---------- EXCERPT TO READ

The plight of a Group of Five program is that one loss can send a team flying out of the rankings and the national conversation. These teams must have perfect seasons to have a chance — similar to how No. 2 Cincinnati of the American Athletic Conference is thriving and could land in the College Football Playoff. Chadwell sees how his team hovers around the same ranking; when teams ahead lose, new programs leapfrog the Chanticleers. Chadwell doesn’t let that bother him. He knows if his team wins enough, the season can still end with a spot in an upper-tier bowl.
Just four years ago, Coastal Carolina struggled through its first season at the FBS level. Chadwell, the newly hired offensive coordinator, became the interim head coach when Joe Moglia went on medical leave. Chadwell felt like a substitute teacher as his team was tasked with learning new opponents and facing much stiffer competition. During that 3-9 season, Chadwell thought: “There’s the bottom floor, the foundation. You’ve got to start building it from there.”
Moglia returned for 2018, then handed the reins to Chadwell permanently before the 2019 season. That year, the Chanticleers finished 5-7 for the second straight season, but five of those losses were by a combined 24 points.
Then it all came together in 2020. Carter said he would talk with his teammates about how the opponents they worried about facing in previous years no longer seemed so challenging. Wearing Coastal Carolina football gear around campus suddenly prompted excited conversations. That BYU game, when the Chanticleers stopped the Cougars at the 1-yard line to seal the win as time expired, “cemented everything,” Chadwell said. The remarkably fast turnaround had reached its peak.
“We knew we were going to turn a lot of heads,” Kelly said. “And I think we turned a little bit more heads than we thought we were going to.”

--------------------
---------- SOURCE DATA

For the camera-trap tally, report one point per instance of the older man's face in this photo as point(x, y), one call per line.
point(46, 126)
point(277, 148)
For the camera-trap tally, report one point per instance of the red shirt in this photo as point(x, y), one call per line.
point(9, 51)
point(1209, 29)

--------------------

TASKS
1. Which people are named in the Coastal Carolina football passage?
2. Could you output the part of the Coastal Carolina football passage from "The plight of" to "an upper-tier bowl.", word for word?

ANSWERS TO THE TASKS
1. Chadwell, Joe Moglia, Carter, Kelly

2.
The plight of a Group of Five program is that one loss can send a team flying out of the rankings and the national conversation. These teams must have perfect seasons to have a chance — similar to how No. 2 Cincinnati of the American Athletic Conference is thriving and could land in the College Football Playoff. Chadwell sees how his team hovers around the same ranking; when teams ahead lose, new programs leapfrog the Chanticleers. Chadwell doesn’t let that bother him. He knows if his team wins enough, the season can still end with a spot in an upper-tier bowl.